Rewrite every line from the start of the records through the line containing "101 L 59 102", including that line, with the requests left unchanged. Scale each outline coordinate in the answers by 1.05 and round it to a whole number, with halves rounded up.
+--
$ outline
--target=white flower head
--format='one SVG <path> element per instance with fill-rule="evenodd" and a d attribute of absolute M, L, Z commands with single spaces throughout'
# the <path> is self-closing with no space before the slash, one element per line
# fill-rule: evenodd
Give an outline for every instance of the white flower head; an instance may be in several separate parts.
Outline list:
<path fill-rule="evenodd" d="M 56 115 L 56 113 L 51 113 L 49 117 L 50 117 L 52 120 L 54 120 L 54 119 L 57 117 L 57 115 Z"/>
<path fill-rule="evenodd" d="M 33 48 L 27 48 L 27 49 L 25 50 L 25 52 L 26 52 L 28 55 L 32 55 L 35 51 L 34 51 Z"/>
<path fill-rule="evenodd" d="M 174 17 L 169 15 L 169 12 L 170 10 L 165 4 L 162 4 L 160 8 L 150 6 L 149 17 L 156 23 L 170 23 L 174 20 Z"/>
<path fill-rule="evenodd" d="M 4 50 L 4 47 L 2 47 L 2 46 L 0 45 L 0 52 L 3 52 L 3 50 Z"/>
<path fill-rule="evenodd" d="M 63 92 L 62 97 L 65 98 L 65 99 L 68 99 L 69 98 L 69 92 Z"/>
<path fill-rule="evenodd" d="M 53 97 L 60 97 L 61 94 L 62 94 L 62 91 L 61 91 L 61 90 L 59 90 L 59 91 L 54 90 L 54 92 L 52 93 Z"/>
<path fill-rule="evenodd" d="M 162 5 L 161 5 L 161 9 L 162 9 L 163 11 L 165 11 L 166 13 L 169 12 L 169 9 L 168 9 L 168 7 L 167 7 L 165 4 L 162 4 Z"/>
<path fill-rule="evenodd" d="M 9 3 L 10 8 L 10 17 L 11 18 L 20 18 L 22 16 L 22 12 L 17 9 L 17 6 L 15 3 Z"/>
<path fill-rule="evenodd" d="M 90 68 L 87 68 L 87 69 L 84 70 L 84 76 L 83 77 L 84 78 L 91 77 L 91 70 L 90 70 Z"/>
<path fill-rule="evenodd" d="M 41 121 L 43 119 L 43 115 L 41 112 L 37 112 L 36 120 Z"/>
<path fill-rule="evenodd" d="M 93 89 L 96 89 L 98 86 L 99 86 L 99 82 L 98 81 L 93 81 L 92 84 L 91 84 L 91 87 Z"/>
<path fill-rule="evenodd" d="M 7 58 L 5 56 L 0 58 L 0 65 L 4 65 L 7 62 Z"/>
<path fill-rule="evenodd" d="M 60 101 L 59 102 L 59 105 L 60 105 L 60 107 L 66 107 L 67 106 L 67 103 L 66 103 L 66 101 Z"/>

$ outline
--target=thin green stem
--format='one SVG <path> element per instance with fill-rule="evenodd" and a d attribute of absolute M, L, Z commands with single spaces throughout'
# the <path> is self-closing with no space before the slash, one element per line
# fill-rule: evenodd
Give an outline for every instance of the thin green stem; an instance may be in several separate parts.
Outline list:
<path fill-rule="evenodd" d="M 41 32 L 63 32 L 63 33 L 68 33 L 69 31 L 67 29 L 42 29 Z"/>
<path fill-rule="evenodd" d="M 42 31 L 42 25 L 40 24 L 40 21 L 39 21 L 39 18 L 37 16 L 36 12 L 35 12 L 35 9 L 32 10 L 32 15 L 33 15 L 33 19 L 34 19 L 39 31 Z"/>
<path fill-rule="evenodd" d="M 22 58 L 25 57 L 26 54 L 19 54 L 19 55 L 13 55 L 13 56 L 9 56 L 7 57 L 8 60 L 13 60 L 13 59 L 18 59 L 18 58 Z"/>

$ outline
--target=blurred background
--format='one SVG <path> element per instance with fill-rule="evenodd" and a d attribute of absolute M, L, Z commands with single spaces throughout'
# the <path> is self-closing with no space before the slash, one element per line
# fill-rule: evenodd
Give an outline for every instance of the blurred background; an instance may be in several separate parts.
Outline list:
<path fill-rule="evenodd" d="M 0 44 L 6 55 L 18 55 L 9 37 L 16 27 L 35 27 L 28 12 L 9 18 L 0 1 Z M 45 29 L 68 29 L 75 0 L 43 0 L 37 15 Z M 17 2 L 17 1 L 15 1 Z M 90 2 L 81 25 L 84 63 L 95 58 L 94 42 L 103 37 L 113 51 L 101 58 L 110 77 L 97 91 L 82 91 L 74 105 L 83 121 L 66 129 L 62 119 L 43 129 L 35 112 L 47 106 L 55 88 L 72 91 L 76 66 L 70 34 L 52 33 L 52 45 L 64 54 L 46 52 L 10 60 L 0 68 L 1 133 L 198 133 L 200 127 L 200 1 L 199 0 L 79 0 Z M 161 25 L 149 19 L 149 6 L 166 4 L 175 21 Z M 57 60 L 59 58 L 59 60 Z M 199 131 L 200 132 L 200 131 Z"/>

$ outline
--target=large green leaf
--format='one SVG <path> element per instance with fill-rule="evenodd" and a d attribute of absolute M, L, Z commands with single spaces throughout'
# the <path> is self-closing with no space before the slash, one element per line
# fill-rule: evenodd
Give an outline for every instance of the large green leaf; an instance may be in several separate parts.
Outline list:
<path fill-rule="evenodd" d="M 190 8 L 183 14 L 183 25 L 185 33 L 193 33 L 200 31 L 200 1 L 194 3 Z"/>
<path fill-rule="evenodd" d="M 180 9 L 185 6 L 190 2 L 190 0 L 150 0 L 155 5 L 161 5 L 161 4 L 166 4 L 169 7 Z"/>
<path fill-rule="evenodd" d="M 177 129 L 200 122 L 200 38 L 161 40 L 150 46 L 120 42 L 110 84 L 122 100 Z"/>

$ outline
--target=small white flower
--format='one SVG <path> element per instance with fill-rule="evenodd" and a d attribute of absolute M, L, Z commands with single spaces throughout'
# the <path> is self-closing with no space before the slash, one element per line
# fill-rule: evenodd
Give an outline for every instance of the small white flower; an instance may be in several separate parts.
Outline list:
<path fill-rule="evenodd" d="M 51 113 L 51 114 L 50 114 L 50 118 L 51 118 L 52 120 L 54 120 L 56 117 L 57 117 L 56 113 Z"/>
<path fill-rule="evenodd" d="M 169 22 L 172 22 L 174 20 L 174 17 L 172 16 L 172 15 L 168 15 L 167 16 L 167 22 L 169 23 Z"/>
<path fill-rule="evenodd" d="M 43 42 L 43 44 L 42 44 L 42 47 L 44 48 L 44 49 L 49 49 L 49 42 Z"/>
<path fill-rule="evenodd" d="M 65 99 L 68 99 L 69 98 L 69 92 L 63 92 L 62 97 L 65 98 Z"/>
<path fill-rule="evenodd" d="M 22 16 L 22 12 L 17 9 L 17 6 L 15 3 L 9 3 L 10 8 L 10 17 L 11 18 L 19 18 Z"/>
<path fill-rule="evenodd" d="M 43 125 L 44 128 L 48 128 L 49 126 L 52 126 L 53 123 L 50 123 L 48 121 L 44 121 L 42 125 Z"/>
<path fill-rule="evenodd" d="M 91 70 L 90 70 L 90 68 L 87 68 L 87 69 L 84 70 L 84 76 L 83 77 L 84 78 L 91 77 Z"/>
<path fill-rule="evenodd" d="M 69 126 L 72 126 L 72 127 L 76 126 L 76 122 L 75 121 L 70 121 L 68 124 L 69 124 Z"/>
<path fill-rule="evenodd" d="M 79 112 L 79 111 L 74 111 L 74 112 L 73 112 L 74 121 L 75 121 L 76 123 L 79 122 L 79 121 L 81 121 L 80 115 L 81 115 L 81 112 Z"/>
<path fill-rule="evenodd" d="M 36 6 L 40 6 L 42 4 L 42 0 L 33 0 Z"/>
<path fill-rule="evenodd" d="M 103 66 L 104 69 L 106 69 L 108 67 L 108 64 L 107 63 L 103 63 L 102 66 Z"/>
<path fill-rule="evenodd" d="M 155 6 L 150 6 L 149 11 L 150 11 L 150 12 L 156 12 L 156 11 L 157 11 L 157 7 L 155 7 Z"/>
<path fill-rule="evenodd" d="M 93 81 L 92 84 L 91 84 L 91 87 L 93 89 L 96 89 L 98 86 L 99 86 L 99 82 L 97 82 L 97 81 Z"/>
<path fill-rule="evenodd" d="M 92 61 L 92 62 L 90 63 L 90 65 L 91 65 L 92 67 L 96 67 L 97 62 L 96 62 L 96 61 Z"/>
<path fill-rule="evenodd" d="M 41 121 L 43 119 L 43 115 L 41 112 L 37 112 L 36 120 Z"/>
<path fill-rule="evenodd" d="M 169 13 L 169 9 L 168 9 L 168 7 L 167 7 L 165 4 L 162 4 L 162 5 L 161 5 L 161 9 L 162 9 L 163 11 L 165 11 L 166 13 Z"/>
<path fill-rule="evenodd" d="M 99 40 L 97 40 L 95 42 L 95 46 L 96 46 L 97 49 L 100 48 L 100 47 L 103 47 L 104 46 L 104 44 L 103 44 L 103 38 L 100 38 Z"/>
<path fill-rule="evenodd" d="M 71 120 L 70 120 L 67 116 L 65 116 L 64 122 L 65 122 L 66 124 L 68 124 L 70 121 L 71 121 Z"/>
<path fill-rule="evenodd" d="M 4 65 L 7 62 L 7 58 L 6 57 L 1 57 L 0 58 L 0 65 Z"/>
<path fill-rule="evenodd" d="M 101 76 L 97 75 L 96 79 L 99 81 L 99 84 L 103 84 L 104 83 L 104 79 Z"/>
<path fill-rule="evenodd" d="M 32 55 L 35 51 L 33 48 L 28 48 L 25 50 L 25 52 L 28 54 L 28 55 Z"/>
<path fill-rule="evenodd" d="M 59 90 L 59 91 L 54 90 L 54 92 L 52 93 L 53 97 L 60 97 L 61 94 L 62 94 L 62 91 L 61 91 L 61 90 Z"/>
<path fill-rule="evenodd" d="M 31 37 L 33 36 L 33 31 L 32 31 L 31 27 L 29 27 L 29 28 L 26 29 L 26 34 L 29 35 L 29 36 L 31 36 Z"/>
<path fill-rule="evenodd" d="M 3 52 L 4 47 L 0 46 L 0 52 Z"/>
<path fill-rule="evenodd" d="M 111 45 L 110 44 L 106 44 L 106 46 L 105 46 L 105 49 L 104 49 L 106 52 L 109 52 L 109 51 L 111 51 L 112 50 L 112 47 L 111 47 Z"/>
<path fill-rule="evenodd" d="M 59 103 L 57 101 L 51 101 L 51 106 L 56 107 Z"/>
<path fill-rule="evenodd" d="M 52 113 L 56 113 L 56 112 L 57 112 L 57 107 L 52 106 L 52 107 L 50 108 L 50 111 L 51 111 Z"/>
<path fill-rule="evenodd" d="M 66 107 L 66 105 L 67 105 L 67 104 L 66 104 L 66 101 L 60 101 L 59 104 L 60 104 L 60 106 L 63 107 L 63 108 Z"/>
+--
- **The response**:
$ outline
--target=white flower head
--format='one SVG <path> element per instance with fill-rule="evenodd" and a d attribute of absolute M, L, Z commands with single spaces throughout'
# the <path> is self-closing with no space before the slash, one element per line
# fill-rule: evenodd
Give an outline for every instance of the white flower head; an instance may be in several separate parts.
Outline list:
<path fill-rule="evenodd" d="M 59 121 L 59 119 L 54 119 L 51 123 L 53 123 L 55 126 L 57 126 L 57 125 L 60 123 L 60 121 Z"/>
<path fill-rule="evenodd" d="M 35 50 L 28 50 L 28 51 L 26 53 L 26 55 L 27 55 L 29 58 L 34 58 L 37 54 L 36 54 Z"/>
<path fill-rule="evenodd" d="M 183 18 L 177 16 L 177 13 L 179 11 L 173 4 L 170 4 L 168 8 L 158 6 L 156 18 L 164 24 L 179 24 L 183 21 Z"/>
<path fill-rule="evenodd" d="M 4 53 L 4 49 L 2 49 L 2 48 L 0 47 L 0 55 L 3 55 L 3 53 Z"/>
<path fill-rule="evenodd" d="M 66 97 L 65 102 L 68 103 L 68 104 L 71 104 L 72 103 L 72 97 Z"/>
<path fill-rule="evenodd" d="M 56 102 L 63 102 L 64 99 L 65 99 L 65 96 L 64 96 L 64 95 L 62 95 L 62 96 L 57 95 L 57 97 L 55 98 Z"/>
<path fill-rule="evenodd" d="M 170 5 L 169 5 L 169 9 L 170 9 L 171 12 L 173 12 L 174 14 L 177 13 L 177 9 L 176 9 L 176 7 L 175 7 L 173 4 L 170 4 Z"/>
<path fill-rule="evenodd" d="M 9 3 L 11 8 L 11 18 L 12 19 L 21 19 L 23 17 L 23 13 L 18 9 L 18 6 L 16 3 Z"/>
<path fill-rule="evenodd" d="M 95 71 L 91 71 L 91 72 L 88 74 L 88 80 L 87 81 L 88 82 L 96 81 L 96 74 L 95 74 Z"/>
<path fill-rule="evenodd" d="M 43 127 L 45 125 L 45 121 L 43 118 L 39 118 L 38 126 Z"/>
<path fill-rule="evenodd" d="M 98 93 L 101 93 L 103 90 L 104 90 L 104 86 L 103 85 L 98 85 L 97 88 L 96 88 L 96 91 Z"/>
<path fill-rule="evenodd" d="M 7 61 L 5 59 L 0 61 L 0 68 L 4 68 L 7 65 Z"/>
<path fill-rule="evenodd" d="M 63 106 L 62 107 L 62 110 L 63 110 L 63 112 L 69 112 L 70 111 L 70 108 L 69 108 L 69 106 Z"/>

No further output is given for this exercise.